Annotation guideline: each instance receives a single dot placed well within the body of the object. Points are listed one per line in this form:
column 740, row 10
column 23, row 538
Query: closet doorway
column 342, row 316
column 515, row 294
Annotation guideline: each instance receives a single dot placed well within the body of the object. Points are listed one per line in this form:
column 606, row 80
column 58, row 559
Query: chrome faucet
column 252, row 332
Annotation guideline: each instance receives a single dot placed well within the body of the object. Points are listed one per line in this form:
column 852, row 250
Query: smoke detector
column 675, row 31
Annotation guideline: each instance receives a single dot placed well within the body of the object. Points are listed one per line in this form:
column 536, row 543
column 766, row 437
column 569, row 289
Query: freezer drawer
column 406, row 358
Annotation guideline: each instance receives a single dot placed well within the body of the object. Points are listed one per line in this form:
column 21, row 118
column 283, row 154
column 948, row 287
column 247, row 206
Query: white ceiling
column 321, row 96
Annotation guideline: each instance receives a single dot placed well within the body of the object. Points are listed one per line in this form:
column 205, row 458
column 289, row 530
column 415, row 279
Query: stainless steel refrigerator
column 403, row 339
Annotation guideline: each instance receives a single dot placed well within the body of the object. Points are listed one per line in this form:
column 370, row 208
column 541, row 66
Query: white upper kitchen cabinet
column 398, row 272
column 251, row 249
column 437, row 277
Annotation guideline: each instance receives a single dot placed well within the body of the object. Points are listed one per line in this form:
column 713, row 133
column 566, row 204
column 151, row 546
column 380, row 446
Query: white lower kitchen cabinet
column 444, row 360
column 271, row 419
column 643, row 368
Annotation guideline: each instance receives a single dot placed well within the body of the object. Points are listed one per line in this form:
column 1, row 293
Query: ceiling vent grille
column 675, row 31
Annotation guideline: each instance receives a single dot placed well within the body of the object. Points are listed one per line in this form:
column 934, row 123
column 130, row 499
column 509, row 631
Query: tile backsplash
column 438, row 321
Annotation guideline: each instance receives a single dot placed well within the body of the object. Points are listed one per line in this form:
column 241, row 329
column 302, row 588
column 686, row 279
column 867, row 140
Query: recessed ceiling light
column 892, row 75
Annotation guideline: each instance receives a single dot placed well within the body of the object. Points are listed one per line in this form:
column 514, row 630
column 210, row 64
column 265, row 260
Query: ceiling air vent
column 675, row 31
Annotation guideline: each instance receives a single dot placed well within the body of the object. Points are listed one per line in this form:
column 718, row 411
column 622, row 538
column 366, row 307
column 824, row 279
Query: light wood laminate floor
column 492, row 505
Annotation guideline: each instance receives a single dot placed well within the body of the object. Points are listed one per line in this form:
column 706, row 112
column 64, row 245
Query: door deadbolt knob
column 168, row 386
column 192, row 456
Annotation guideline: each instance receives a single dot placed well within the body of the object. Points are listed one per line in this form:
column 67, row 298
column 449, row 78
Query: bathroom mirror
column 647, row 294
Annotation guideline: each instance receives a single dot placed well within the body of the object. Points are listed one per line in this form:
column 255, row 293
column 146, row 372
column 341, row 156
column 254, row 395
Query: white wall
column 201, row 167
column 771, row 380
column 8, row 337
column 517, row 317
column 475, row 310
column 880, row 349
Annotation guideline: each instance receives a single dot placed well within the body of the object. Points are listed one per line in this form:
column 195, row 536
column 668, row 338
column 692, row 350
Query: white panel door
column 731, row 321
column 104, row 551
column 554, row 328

==================================================

Task prompt: Starting at the beginning of the records and ending at the line with "column 515, row 294", write those lines out again, but replace "closet" with "pantry" and leave everything else the same.

Response below:
Annotation guideline: each instance receives a single dot placed well within the body of the object. Points are listed one per line in this form:
column 740, row 10
column 23, row 538
Query: pantry doorway
column 342, row 316
column 515, row 294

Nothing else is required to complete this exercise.